Task to complete — Write out each line word for word. Drop pictures.

######

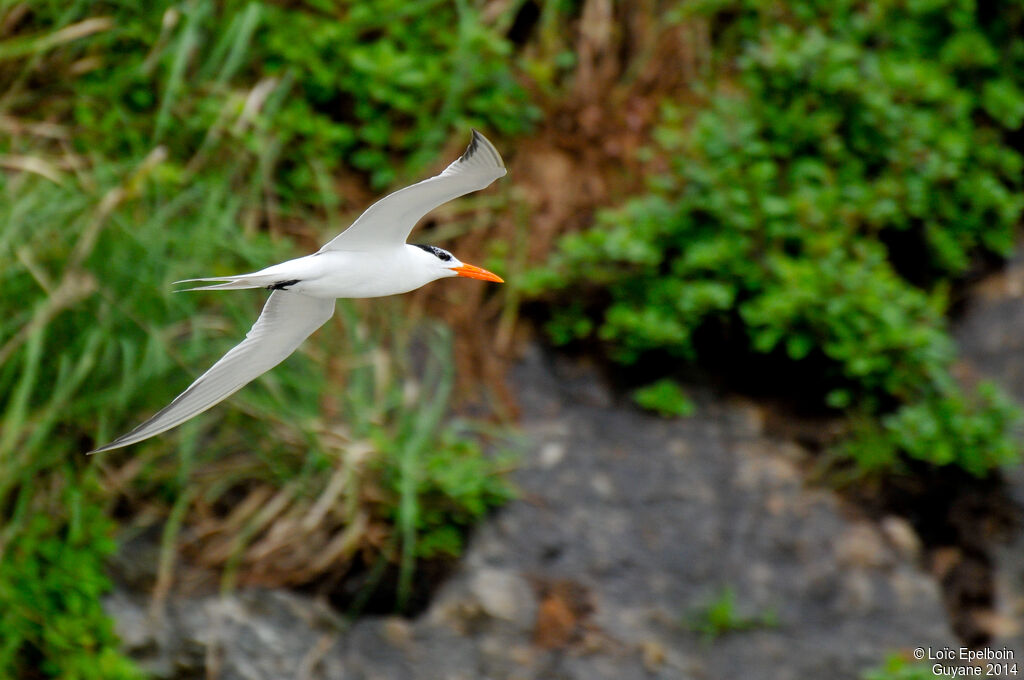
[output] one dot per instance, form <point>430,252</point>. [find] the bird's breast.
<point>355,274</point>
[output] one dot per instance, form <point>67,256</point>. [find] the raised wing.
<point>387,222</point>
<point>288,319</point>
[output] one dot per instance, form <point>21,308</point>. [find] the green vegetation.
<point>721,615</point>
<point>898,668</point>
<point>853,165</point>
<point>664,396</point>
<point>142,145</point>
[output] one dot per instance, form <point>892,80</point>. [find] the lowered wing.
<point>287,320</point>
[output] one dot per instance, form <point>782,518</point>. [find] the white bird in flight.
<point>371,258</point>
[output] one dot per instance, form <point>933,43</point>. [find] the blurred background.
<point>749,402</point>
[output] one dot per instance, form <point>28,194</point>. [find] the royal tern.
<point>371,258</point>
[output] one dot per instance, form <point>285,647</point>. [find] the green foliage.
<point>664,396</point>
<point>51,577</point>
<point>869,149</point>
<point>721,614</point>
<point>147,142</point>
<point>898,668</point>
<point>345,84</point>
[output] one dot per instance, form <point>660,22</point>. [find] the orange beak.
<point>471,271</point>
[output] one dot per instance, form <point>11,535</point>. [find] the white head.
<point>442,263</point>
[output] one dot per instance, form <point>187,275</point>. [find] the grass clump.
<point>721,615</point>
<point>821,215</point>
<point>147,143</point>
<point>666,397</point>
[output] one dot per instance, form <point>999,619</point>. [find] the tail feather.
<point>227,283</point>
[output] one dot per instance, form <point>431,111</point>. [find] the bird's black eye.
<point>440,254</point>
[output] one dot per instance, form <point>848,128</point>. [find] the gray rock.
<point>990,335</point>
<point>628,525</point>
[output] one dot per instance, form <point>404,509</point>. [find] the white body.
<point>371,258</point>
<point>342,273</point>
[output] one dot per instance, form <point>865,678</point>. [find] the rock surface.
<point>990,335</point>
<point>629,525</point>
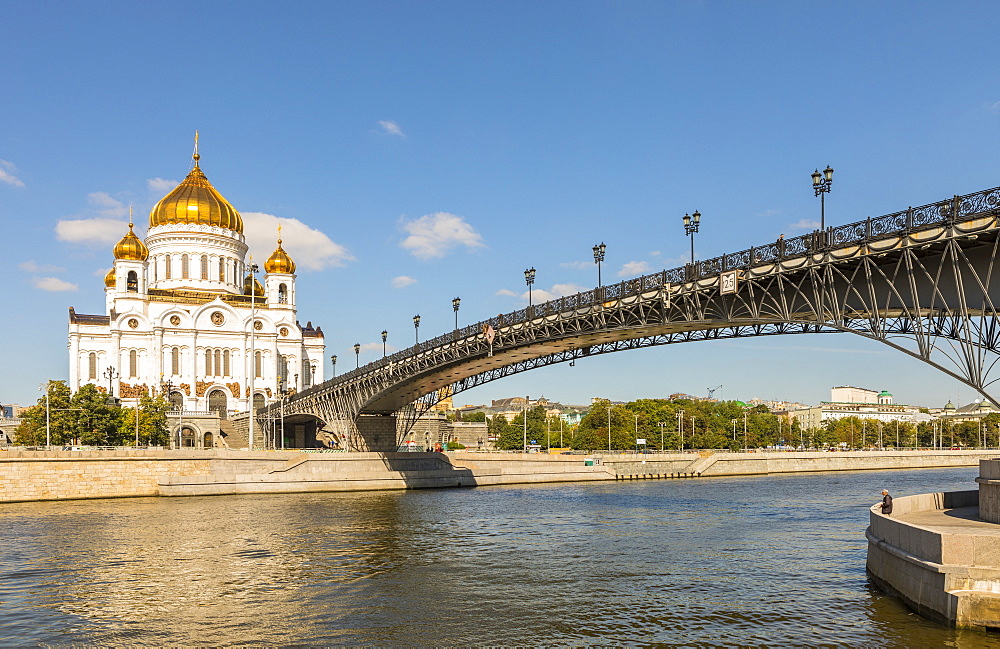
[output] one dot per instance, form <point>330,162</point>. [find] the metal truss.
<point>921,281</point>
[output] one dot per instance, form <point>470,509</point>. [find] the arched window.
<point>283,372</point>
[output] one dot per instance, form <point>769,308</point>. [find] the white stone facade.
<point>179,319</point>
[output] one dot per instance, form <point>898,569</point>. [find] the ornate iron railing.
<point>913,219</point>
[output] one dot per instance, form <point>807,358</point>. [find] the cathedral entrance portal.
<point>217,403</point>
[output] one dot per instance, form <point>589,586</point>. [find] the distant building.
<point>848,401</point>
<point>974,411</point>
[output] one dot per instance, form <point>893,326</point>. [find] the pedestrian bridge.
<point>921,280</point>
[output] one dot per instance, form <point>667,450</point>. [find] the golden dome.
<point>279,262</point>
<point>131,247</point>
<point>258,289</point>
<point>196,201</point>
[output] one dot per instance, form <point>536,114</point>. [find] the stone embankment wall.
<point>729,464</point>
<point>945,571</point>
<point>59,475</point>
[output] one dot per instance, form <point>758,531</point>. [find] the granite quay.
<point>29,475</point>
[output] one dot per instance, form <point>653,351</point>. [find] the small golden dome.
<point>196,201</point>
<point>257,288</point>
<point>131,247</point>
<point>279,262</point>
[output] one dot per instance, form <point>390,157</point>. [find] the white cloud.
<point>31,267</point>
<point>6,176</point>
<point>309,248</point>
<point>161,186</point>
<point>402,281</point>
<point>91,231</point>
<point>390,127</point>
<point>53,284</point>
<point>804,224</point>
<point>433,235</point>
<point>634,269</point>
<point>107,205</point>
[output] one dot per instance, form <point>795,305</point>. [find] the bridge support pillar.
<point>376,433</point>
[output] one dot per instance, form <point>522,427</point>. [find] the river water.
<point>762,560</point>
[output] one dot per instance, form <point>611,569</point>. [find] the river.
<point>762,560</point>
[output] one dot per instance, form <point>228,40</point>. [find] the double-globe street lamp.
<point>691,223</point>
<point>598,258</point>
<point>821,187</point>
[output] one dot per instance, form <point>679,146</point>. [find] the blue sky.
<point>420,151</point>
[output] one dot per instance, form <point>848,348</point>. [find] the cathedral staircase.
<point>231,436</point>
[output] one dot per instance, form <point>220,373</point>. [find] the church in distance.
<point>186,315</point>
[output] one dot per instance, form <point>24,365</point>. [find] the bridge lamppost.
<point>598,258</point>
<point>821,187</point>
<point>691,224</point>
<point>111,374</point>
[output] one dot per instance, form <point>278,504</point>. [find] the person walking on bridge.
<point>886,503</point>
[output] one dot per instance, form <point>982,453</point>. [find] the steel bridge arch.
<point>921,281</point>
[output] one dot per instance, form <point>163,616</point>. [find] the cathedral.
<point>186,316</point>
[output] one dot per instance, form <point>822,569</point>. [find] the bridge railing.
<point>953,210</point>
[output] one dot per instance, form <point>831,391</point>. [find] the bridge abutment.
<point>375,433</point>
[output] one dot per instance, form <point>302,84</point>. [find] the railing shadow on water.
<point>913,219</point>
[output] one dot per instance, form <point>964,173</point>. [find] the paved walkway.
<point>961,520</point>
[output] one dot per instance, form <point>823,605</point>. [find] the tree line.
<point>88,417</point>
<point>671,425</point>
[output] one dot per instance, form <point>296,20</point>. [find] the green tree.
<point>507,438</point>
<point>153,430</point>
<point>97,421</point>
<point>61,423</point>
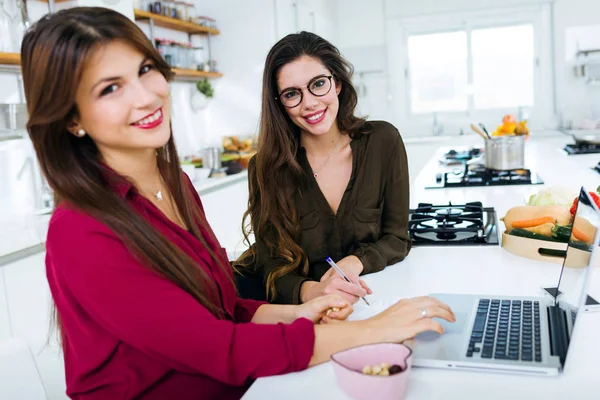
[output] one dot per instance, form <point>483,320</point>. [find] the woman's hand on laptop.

######

Task solution —
[output] one dot per instance, form <point>430,252</point>. [find] the bird's breast.
<point>355,274</point>
[output] one dot per instance, form <point>67,256</point>. [find] the raised wing.
<point>387,222</point>
<point>288,319</point>
[output] one dot per instance, form <point>21,308</point>. [find] the green vegetation.
<point>721,615</point>
<point>898,668</point>
<point>853,165</point>
<point>664,396</point>
<point>142,145</point>
[output] one dot per instance, form <point>892,80</point>. [find] the lowered wing.
<point>287,320</point>
[output] one dot per instance, form <point>782,518</point>. [find] the white bird in flight.
<point>371,258</point>
[output] one dot per instance, form <point>933,43</point>. [find] the blurred background.
<point>749,402</point>
[output] one dot per instance, form <point>28,194</point>. [find] the royal tern.
<point>371,258</point>
[output] one dot per instance, form <point>285,647</point>. [find] the green foliage.
<point>664,396</point>
<point>51,577</point>
<point>869,149</point>
<point>721,614</point>
<point>147,142</point>
<point>898,668</point>
<point>345,84</point>
[output] one dot per instance, form <point>660,22</point>. [find] the orange beak.
<point>471,271</point>
[output] one dot per instance, form <point>11,535</point>. [find] the white head.
<point>442,263</point>
[output] one dot per instance, form <point>187,275</point>. [find] the grass clump.
<point>721,615</point>
<point>821,215</point>
<point>147,143</point>
<point>666,397</point>
[output] one dot per instance, form <point>999,619</point>. [find] the tail feather.
<point>227,283</point>
[output] one dot per instance, form <point>431,111</point>. [find] the bird's black eye.
<point>440,254</point>
[output] one dot per instance, form <point>848,128</point>. [find] the gray rock.
<point>990,335</point>
<point>628,525</point>
[output] one dot per instance, form <point>404,509</point>. [find] the white body.
<point>371,258</point>
<point>342,273</point>
[output] one dot per instance, form <point>865,678</point>. [find] the rock surface.
<point>990,335</point>
<point>629,525</point>
[output] one dot per instance, form <point>330,162</point>. [find] the metal truss.
<point>921,281</point>
[output] one dot per instance, form <point>470,509</point>. [find] the arched window.
<point>283,372</point>
[output] one dot per instance, form <point>769,308</point>. [find] the white stone facade.
<point>179,319</point>
[output] one dot per instance, form <point>898,569</point>. [find] the ornate iron railing.
<point>913,219</point>
[output] one dot per instance, form <point>807,358</point>. [find] the cathedral entrance portal.
<point>217,403</point>
[output] one dot per instance, form <point>589,586</point>. [find] the distant building.
<point>848,401</point>
<point>974,411</point>
[output] one dot per instance, form <point>893,326</point>. [find] the pedestrian bridge.
<point>921,280</point>
[output] one dot per instance, form <point>667,450</point>. [find] the golden dome.
<point>279,262</point>
<point>131,247</point>
<point>258,289</point>
<point>196,201</point>
[output] one dot per instance, form <point>536,114</point>. [find] the stone embankment wall.
<point>729,464</point>
<point>945,571</point>
<point>59,475</point>
[output] one dot per instance, form <point>758,531</point>. [find] the granite quay.
<point>29,475</point>
[output] one dot per instance, form <point>653,351</point>. [find] the small golden dome.
<point>196,201</point>
<point>257,288</point>
<point>131,247</point>
<point>279,262</point>
[output] one dot per instance, form <point>390,157</point>. [find] the white cloud.
<point>31,267</point>
<point>6,176</point>
<point>309,248</point>
<point>161,186</point>
<point>402,281</point>
<point>91,231</point>
<point>390,127</point>
<point>53,284</point>
<point>804,224</point>
<point>433,235</point>
<point>634,269</point>
<point>107,205</point>
[output] one dot per instance, form <point>795,305</point>. [find] the bridge support pillar.
<point>376,433</point>
[output] one dot per instance, form <point>522,427</point>. [find] the river water.
<point>762,560</point>
[output] one dot per instance, form <point>611,569</point>. [find] the river.
<point>762,560</point>
[output] one dot per instance, form <point>228,40</point>. [find] the double-globe street lamp.
<point>691,223</point>
<point>598,258</point>
<point>821,187</point>
[output] one dot per instance, form <point>679,146</point>. [find] the blue sky.
<point>420,151</point>
[output] one dot per instance, form <point>848,348</point>. [find] the cathedral staircase.
<point>231,436</point>
[output] one dot per instance, form <point>220,373</point>. [find] the church in distance.
<point>186,315</point>
[output] one dot per instance, form <point>24,365</point>. [find] the bridge lamppost.
<point>598,258</point>
<point>821,187</point>
<point>691,224</point>
<point>111,374</point>
[output] one dot per instance, form <point>278,504</point>. [find] the person walking on bridge.
<point>886,503</point>
[output] one dot per instance, form <point>982,453</point>. [find] the steel bridge arch.
<point>921,281</point>
[output] one dot per instance, form <point>163,616</point>. [find] the cathedral.
<point>186,316</point>
[output] one dot per instance, form <point>822,569</point>. [find] the bridge railing.
<point>953,210</point>
[output] one dot per instance, form <point>831,391</point>. [find] the bridge abutment.
<point>375,433</point>
[output] one dot per instance, form <point>302,84</point>. [find] the railing shadow on water.
<point>913,219</point>
[output] one dot per instance, form <point>964,173</point>. [find] the paved walkway.
<point>961,520</point>
[output] one dot per instance, form <point>823,605</point>. [find] the tree line.
<point>88,417</point>
<point>671,425</point>
[output] one dot per instance, form <point>296,20</point>. [find] the green tree.
<point>507,438</point>
<point>153,430</point>
<point>97,421</point>
<point>61,423</point>
[output] one dot per instance, form <point>483,320</point>. [find] the woman's hand on laptop.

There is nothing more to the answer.